Work instruction ▸
Without any alteration, retype the records that appear below.

Excerpted records ▸
--- START ---
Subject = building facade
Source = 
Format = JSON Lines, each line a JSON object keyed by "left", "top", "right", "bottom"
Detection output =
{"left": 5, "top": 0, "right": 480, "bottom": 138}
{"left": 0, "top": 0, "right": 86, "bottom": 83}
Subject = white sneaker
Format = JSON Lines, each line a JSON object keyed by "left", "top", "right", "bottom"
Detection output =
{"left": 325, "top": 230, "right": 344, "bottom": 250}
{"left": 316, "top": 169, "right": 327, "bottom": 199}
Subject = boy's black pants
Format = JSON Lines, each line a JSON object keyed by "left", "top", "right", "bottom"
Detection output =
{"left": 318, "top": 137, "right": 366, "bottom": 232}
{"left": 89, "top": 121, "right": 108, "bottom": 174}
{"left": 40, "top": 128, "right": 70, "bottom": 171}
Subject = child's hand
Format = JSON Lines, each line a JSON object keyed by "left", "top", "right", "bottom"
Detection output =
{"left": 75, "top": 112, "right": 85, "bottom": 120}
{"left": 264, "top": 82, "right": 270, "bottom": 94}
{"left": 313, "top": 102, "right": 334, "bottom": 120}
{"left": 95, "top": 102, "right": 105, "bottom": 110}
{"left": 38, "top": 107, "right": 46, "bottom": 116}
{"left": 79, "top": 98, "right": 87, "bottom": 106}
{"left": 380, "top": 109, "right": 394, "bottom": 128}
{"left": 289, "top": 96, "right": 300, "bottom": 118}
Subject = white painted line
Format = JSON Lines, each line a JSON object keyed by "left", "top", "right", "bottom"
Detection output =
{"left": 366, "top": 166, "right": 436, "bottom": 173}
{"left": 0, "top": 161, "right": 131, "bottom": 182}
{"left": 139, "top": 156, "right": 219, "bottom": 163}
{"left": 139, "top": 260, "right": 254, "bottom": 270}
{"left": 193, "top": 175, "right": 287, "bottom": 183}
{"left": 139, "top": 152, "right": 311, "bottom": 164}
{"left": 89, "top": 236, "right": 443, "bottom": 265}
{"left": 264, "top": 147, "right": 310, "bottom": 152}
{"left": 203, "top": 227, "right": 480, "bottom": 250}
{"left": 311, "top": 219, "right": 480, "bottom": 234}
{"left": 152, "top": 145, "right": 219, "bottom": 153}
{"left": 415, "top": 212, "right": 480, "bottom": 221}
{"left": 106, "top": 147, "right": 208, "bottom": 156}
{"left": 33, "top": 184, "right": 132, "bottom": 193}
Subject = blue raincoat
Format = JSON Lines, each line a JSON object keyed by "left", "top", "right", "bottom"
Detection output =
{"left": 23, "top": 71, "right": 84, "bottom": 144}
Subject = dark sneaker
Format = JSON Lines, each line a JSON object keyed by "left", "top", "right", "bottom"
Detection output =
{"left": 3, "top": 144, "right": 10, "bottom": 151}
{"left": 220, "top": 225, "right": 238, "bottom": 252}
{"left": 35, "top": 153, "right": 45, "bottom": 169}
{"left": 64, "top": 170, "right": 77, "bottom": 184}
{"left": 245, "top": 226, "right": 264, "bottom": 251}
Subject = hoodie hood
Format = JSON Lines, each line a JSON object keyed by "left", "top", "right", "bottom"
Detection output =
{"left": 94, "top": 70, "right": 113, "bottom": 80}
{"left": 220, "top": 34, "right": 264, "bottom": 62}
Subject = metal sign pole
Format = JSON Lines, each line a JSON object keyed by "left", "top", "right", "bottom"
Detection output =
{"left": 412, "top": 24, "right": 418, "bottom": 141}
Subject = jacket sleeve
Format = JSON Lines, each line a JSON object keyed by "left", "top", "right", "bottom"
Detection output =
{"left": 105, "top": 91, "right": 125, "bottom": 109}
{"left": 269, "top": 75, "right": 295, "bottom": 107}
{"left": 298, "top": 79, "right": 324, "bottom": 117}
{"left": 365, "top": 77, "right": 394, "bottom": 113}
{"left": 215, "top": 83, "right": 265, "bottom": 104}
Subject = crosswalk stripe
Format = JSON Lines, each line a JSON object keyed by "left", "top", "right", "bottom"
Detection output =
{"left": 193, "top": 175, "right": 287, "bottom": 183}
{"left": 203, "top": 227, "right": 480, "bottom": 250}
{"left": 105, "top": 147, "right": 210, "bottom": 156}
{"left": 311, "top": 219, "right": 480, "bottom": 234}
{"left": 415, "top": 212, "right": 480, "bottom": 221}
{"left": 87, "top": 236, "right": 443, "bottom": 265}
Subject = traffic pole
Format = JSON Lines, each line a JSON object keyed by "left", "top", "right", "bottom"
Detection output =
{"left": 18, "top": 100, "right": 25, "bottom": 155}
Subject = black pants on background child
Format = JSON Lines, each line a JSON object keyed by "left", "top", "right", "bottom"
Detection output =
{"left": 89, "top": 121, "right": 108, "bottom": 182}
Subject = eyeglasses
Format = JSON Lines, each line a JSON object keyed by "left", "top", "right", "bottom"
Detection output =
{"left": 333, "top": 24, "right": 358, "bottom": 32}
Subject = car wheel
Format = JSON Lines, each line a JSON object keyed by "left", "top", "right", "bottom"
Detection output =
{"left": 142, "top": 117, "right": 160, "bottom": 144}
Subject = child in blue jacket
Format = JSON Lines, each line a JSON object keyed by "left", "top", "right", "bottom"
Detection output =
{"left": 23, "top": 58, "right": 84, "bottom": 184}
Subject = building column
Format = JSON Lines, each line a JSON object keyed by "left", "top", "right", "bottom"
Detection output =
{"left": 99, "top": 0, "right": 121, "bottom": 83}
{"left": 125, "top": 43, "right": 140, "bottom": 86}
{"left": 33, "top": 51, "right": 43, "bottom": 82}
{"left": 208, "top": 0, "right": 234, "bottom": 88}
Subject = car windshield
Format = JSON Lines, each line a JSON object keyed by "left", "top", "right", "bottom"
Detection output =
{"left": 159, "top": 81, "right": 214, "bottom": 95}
--- END ---
Reply ▸
Subject = building facade
Source = 
Format = JSON Lines, each line a JSON object keyed by "left", "top", "right", "bottom"
Detection output =
{"left": 5, "top": 0, "right": 480, "bottom": 138}
{"left": 0, "top": 0, "right": 86, "bottom": 83}
Subject = white sneaker
Format = JSON Lines, each line a JSON object keyed by "left", "top", "right", "bottom"
Detection output =
{"left": 325, "top": 230, "right": 344, "bottom": 250}
{"left": 316, "top": 169, "right": 327, "bottom": 199}
Subject = boy's black pants
Format = JSON Lines, each line a JSON object keyed by "left", "top", "right", "bottom"
Detection output =
{"left": 318, "top": 137, "right": 366, "bottom": 232}
{"left": 89, "top": 121, "right": 108, "bottom": 174}
{"left": 40, "top": 128, "right": 70, "bottom": 171}
Subject = child's hand
Format = JSON Lines, each line a JSON object keyed by "left", "top", "right", "bottom"
Detection output =
{"left": 75, "top": 112, "right": 85, "bottom": 120}
{"left": 264, "top": 82, "right": 270, "bottom": 94}
{"left": 313, "top": 102, "right": 334, "bottom": 120}
{"left": 95, "top": 102, "right": 105, "bottom": 110}
{"left": 38, "top": 107, "right": 46, "bottom": 116}
{"left": 79, "top": 98, "right": 87, "bottom": 106}
{"left": 380, "top": 109, "right": 394, "bottom": 128}
{"left": 289, "top": 96, "right": 300, "bottom": 118}
Subject = white painted line
Format = JSON Lines, each line a JSON object keyed by "left", "top", "right", "bottom"
Detection output =
{"left": 366, "top": 166, "right": 436, "bottom": 173}
{"left": 0, "top": 161, "right": 131, "bottom": 182}
{"left": 139, "top": 156, "right": 219, "bottom": 163}
{"left": 139, "top": 260, "right": 254, "bottom": 270}
{"left": 193, "top": 175, "right": 287, "bottom": 183}
{"left": 139, "top": 152, "right": 311, "bottom": 164}
{"left": 89, "top": 236, "right": 443, "bottom": 265}
{"left": 264, "top": 147, "right": 310, "bottom": 152}
{"left": 203, "top": 227, "right": 480, "bottom": 250}
{"left": 311, "top": 219, "right": 480, "bottom": 234}
{"left": 152, "top": 145, "right": 219, "bottom": 153}
{"left": 415, "top": 212, "right": 480, "bottom": 221}
{"left": 106, "top": 147, "right": 208, "bottom": 156}
{"left": 33, "top": 184, "right": 132, "bottom": 193}
Subject = blue raincoat
Format = JSON Lines, each line a JSON object keyed by "left", "top", "right", "bottom"
Detection output =
{"left": 23, "top": 71, "right": 84, "bottom": 144}
Subject = dark sneaker
Format = JSON Lines, each line a JSON object keyed by "left", "top", "right", "bottom"
Detection output =
{"left": 3, "top": 144, "right": 10, "bottom": 151}
{"left": 220, "top": 225, "right": 238, "bottom": 252}
{"left": 35, "top": 153, "right": 45, "bottom": 169}
{"left": 64, "top": 170, "right": 77, "bottom": 184}
{"left": 245, "top": 226, "right": 264, "bottom": 251}
Subject = hoodie hood
Format = JSON Lines, each line a JSON object keyed by "left", "top", "right", "bottom"
Detection output =
{"left": 94, "top": 70, "right": 113, "bottom": 80}
{"left": 220, "top": 34, "right": 264, "bottom": 62}
Subject = metal sign pole
Format = JSON Lines, each line a JSON object keyed by "left", "top", "right", "bottom"
Detection output =
{"left": 412, "top": 24, "right": 418, "bottom": 141}
Subject = jacket sleeve
Format = JSON Lines, each line a JSON object keyed by "left", "top", "right", "bottom"
Detection output =
{"left": 105, "top": 91, "right": 125, "bottom": 109}
{"left": 269, "top": 75, "right": 295, "bottom": 107}
{"left": 298, "top": 79, "right": 324, "bottom": 117}
{"left": 365, "top": 77, "right": 394, "bottom": 113}
{"left": 215, "top": 83, "right": 265, "bottom": 104}
Subject = crosswalk stripe
Format = JSON Lines, each line a JSON object keyed by "left", "top", "right", "bottom"
Detection output =
{"left": 193, "top": 175, "right": 287, "bottom": 183}
{"left": 203, "top": 227, "right": 480, "bottom": 250}
{"left": 105, "top": 147, "right": 210, "bottom": 156}
{"left": 311, "top": 219, "right": 480, "bottom": 234}
{"left": 415, "top": 212, "right": 480, "bottom": 221}
{"left": 87, "top": 236, "right": 443, "bottom": 265}
Subject = traffic pole
Format = JSON Lines, each line a JSON object keyed by "left", "top", "right", "bottom"
Detection output =
{"left": 18, "top": 100, "right": 25, "bottom": 155}
Subject = black pants on background child
Format = JSON Lines, each line a JSON object keyed by "left", "top", "right", "bottom"
Detection output =
{"left": 89, "top": 121, "right": 108, "bottom": 182}
Subject = eyeglasses
Format = JSON Lines, each line a JSON object keyed by "left", "top", "right", "bottom"
Detection output =
{"left": 333, "top": 24, "right": 358, "bottom": 32}
Subject = car wheel
Format = JSON Lines, each line a JSON object keyed by "left", "top", "right", "bottom"
Detection output =
{"left": 142, "top": 117, "right": 160, "bottom": 144}
Subject = child in blue jacket
Format = JSON Lines, each line a JSON object keyed by "left", "top", "right", "bottom"
Detection output =
{"left": 23, "top": 58, "right": 84, "bottom": 184}
Subject = building column
Format = JSON Lines, each line a JSON object keyed by "left", "top", "right", "bottom"
Detection output =
{"left": 99, "top": 0, "right": 121, "bottom": 83}
{"left": 125, "top": 43, "right": 140, "bottom": 86}
{"left": 33, "top": 51, "right": 43, "bottom": 82}
{"left": 208, "top": 0, "right": 234, "bottom": 88}
Subject = car windshield
Format = JSON Lines, each line a JSON object keyed by "left", "top", "right", "bottom"
Detection output =
{"left": 159, "top": 81, "right": 214, "bottom": 95}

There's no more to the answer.